• _Stated task_
Word for word, copy all the data and drop the pictures.

- - -

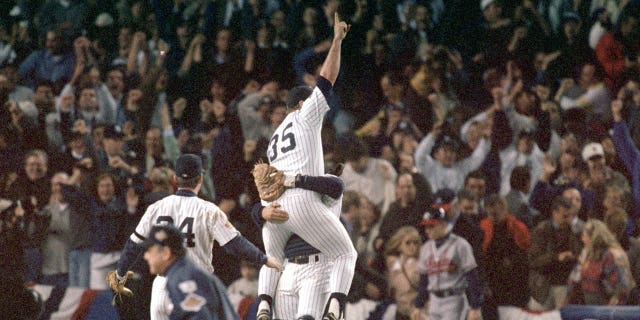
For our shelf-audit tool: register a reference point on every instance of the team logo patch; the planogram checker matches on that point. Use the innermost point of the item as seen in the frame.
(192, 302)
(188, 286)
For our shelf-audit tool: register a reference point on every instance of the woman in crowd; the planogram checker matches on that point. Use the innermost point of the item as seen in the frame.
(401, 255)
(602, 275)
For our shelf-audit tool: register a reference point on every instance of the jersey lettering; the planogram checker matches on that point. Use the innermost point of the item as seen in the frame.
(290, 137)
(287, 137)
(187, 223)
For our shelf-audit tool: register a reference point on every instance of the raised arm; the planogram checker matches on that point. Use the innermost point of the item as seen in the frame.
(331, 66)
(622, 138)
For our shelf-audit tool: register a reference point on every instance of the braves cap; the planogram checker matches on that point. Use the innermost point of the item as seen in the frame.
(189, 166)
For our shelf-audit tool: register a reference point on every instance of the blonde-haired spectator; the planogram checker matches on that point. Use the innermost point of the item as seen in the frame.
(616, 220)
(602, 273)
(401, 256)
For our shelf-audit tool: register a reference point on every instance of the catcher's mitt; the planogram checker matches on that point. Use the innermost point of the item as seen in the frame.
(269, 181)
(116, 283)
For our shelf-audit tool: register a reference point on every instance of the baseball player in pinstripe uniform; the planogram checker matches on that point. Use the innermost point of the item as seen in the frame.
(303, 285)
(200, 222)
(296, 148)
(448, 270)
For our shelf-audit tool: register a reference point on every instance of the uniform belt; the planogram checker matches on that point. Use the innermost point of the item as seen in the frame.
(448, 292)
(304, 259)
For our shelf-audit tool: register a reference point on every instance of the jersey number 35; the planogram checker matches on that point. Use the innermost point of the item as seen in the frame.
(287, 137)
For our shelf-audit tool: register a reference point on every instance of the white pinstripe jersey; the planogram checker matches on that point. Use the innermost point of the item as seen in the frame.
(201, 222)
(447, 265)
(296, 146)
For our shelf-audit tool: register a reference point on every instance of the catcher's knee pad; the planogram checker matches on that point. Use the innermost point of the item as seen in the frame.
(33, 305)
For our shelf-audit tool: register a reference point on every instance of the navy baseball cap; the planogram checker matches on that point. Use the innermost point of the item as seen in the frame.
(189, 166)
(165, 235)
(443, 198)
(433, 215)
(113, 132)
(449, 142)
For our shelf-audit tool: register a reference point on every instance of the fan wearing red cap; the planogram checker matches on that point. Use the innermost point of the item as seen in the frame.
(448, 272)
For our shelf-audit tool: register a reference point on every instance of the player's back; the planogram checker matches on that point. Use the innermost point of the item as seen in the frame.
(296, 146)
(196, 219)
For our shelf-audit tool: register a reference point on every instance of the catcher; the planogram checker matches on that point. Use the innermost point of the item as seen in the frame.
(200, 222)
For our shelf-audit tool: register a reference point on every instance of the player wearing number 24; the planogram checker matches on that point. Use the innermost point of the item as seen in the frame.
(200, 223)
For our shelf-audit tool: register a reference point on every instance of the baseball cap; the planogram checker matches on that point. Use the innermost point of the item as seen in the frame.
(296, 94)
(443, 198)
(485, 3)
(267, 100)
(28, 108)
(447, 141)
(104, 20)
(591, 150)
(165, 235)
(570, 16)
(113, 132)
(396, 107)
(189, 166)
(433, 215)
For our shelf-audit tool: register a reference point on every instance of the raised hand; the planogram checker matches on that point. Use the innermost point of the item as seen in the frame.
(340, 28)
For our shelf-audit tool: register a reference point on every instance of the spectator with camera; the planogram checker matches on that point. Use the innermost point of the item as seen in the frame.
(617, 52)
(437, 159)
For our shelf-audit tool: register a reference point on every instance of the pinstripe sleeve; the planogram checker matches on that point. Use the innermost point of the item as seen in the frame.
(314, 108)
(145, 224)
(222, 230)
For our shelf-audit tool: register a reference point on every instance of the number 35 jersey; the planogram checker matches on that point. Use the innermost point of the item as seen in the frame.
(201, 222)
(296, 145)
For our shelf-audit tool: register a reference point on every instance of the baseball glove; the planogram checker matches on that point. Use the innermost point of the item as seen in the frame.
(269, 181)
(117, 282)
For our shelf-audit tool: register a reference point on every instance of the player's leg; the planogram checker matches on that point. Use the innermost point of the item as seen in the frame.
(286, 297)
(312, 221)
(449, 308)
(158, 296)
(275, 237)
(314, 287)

- - -

• _Solution to this problem_
For our shelf-audit tool: register a reference point on every instance of the team logo patch; the planogram checker matches on that point. Use the innermost point of the item as seen in the frame.
(192, 302)
(188, 286)
For our shelf-audit tool: register a reference point on every instance of the woman in crowd; the planogram checker matches on that point. Use the innermost point of the item as seen in the frame.
(401, 255)
(602, 275)
For our shelf-audit tool: register a reference point on every instance of the jersey lettering; the planogram checker matches on that point. Use the innermost point of the item as seen in the frame.
(290, 137)
(287, 137)
(187, 223)
For our shelf-audit tool: register a reference point on every instance of the raised arm; the planogram checker matches on that point. Use the innermost point of the item as seen in the frame.
(331, 66)
(622, 138)
For our shelf-audit tool: register a reference point on every instance of the braves cap; the planogram checker matches on that point. Use the innermost point of the item as seen in the frame.
(189, 166)
For our shelf-audit tool: register a reference point on every instance of the blonde-haired spectator; the planogram checker matches on that point. Use the innermost point of the item as seen in the frame.
(616, 220)
(602, 273)
(401, 256)
For our shelf-audit tool: register a reference point on every instance of the catcher's mitt; the planogram checker matches on that point. Use the innermost point of the item as seen in the frame.
(269, 181)
(116, 283)
For our shelf-audit tool: register a reference point on every instance of the baseball player in pinstripe uniform; the planogram checker matches on that point. Use the innermost point of the item as seen in the frame.
(303, 285)
(200, 222)
(296, 148)
(448, 270)
For our shelf-audit tool: register a reference point on every instance of the uniform belt; the planogram checker matches on that point. Use the innermost point of the item as seen in the frame.
(448, 292)
(304, 259)
For our shelf-audit tool: register a reference point on every instance of the jersey number 35; the planogram checker matches on that point. Use the innermost point of the item as seen in the frame.
(287, 137)
For our shelf-audit tool: register a reference point on every instance of the white pinstripe jersey; the planogram checker matches on that point. Use the innermost point of the item as seen in the frame.
(201, 222)
(447, 265)
(296, 146)
For our shelf-audit tool: register a reference point on every instance of the catcher's knee pad; the planogram checker matches on that point. Use the innermost point of the item as seen in the frame.
(33, 305)
For our shelf-audit tool: register a reference point on every instance of the navy baseball cap; the planogram checker matches on that point. Use the innermost point of the item as seen in the frame.
(189, 166)
(165, 235)
(443, 198)
(433, 215)
(113, 132)
(449, 142)
For our shelf-audit tool: register a reference point on every instance of the fan wearing red cap; the planogram checker matches on that point. Use the innermost point of the item as seen in the frame.
(448, 272)
For our shelf-audit tool: register a reference point on every instance of the player's back; the planogram checker matches on that point. Use the innermost point of the item as seen in the frame.
(296, 146)
(196, 219)
For our shelf-audit tool: register a reference point on every instance of the catcher; the planogram checker matches on that point. Use the innermost point of the item as seen in the frame.
(200, 222)
For our shelf-audit tool: register a reference point on every instance of the player wearing number 24; the planogram checker matches on that point. Use the innermost point of the item as seen in the frame.
(200, 223)
For our shelf-audit tool: register a reference point on every instance of the baseball cap; the planogram checker matches on that point. Use the innermost point of the item as seen in the frame.
(296, 94)
(443, 198)
(485, 3)
(267, 100)
(28, 108)
(447, 141)
(104, 20)
(591, 150)
(165, 235)
(570, 16)
(113, 132)
(396, 107)
(189, 166)
(433, 215)
For our shelf-audit tool: register a reference point on every instance of the raised hand; the planogram checker matches on that point. Use the innermost point of the item as seen in the frame.
(340, 28)
For our shelf-audit tool: register a reference point on every instance of the spectator with camera; the planogram checker matches on that point. Use the innermost point of the item as seen in the frame.
(617, 52)
(437, 159)
For our shelf-audit tool: register a reference point on every instance of the pinstripe sleeve; the planogram checker matches on that point. Use the innermost point of the item as seen in the frame.
(314, 108)
(145, 224)
(222, 230)
For our shelf-audit tool: register a reference point on every instance of the number 35 jersey; the planogram checker matches on that point. Use the innermost point of the item as seen in the frame.
(201, 222)
(296, 145)
For our shelf-audit tool: register a reference point on every instance of the baseball glove; the planogram checker matches on that point. Use the innermost point of the item as seen in the frame.
(269, 181)
(117, 282)
For our shelf-audit tool: register a reference point on every instance of the player's leg; the planogram checker matches on that point. Use the innermost point of the item as seen in the frame.
(286, 297)
(312, 221)
(449, 308)
(158, 296)
(275, 237)
(314, 287)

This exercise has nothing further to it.